II. UN INSTRUMENT JURIDIQUE IMPARFAIT MAIS OPPORTUN

Le préambule de la convention du 9 décembre 1994 justifie l'élaboration de ce texte par le nombre croissant de victimes causé, parmi les membres du personnel de l'ONU et du personnel associé, par des attaques délibérées , et par le caractère insuffisant des mesures prises à ce jour par les organes des Nations Unies. Le préambule qualifie les " atteintes et autres mauvais traitements contre les personnels qui agissent au nom des Nations Unies " d' " inacceptables " et " injustifiables ", d'autant que les personnels concernés contribuent aux " efforts des Nations Unies dans les domaines de la diplomatie préventive, du rétablissement, du maintien et de la consolidation de la paix et des opérations humanitaires ".

L'objectif de la présente convention est donc de contribuer à l'adoption des " mesures appropriées et efficaces pour la prévention des atteintes contre le personnel des Nations Unies et le personnel associé, ainsi que pour le châtiment des auteurs de telles atteintes ".
══════════
-- Consignes --
1 – D'après l'extrait, quels sont les domaines des efforts des Nations Unies auxquels contribuent les personnels concernés ? Citez-les tous.
2 – Pour chaque affirmation, indiquez si elle concorde avec l'extrait, en répondant par oui ou non et en citant les mots décisifs.
(a) Le préambule qualifie d'« inacceptables » les atteintes contre les personnels agissant au nom des Nations Unies.
(b) Le préambule estime suffisantes les mesures prises jusqu'alors par les organes des Nations Unies.
(c) La convention vise aussi le châtiment des auteurs des atteintes.
Fondez-vous uniquement sur l'extrait.

Relevés d'annotation par coordonnées
══════════
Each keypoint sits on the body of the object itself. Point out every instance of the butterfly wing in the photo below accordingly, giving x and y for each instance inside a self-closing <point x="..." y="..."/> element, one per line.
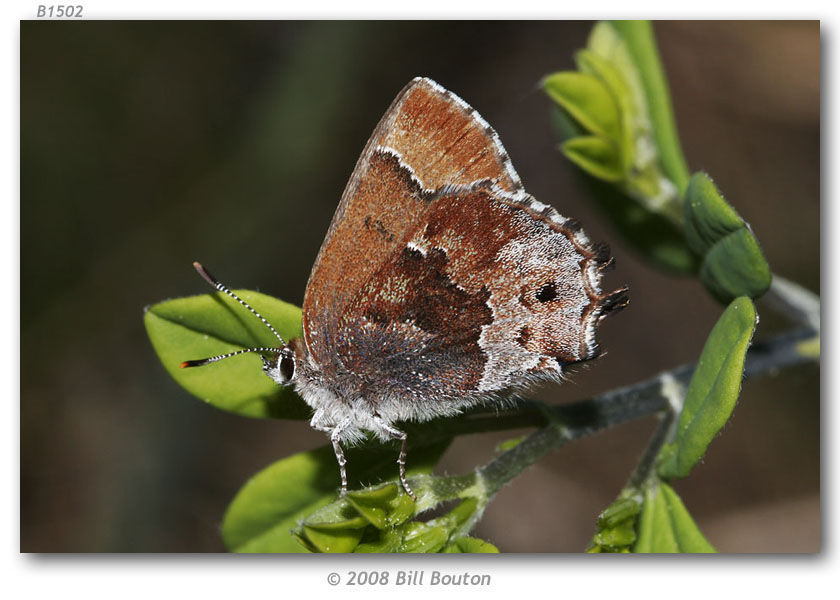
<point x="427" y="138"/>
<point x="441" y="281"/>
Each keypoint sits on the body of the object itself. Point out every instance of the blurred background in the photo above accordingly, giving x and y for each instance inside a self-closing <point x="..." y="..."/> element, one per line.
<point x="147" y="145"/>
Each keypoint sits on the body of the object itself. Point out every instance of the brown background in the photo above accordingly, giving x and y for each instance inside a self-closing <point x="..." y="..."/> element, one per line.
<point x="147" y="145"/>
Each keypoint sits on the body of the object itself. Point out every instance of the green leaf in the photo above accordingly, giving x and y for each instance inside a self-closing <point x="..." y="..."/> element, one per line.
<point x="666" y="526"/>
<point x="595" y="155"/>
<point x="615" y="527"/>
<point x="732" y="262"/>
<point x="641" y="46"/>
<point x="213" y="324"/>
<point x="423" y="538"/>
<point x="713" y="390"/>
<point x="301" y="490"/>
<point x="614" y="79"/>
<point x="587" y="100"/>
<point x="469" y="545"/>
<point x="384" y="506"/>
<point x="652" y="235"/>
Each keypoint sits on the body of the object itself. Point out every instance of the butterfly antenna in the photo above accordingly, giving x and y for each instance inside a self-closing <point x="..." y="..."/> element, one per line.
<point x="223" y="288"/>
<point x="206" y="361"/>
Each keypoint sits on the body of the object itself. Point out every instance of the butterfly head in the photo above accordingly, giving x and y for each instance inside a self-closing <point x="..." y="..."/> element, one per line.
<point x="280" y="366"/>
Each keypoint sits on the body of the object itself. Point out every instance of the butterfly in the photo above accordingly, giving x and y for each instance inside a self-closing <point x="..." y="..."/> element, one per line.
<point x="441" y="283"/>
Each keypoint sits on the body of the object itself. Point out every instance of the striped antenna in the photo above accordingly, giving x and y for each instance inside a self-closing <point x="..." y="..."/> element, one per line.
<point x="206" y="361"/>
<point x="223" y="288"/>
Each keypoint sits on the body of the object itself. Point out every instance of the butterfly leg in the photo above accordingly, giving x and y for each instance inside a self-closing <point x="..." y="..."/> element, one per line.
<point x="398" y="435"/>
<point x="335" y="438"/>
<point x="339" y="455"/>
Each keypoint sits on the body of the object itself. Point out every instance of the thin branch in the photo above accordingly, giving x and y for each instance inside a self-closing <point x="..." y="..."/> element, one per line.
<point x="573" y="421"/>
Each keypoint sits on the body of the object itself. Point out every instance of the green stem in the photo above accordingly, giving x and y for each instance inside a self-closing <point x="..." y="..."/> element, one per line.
══════════
-- Réponses --
1 –
- la diplomatie préventive
- le rétablissement de la paix
- le maintien de la paix
- la consolidation de la paix
- les opérations humanitaires

2 –
(a) Oui : « inacceptables » et « injustifiables ».
(b) Non : « le caractère insuffisant des mesures prises à ce jour par les organes des Nations Unies ».
(c) Oui : « ainsi que pour le châtiment des auteurs de telles atteintes ».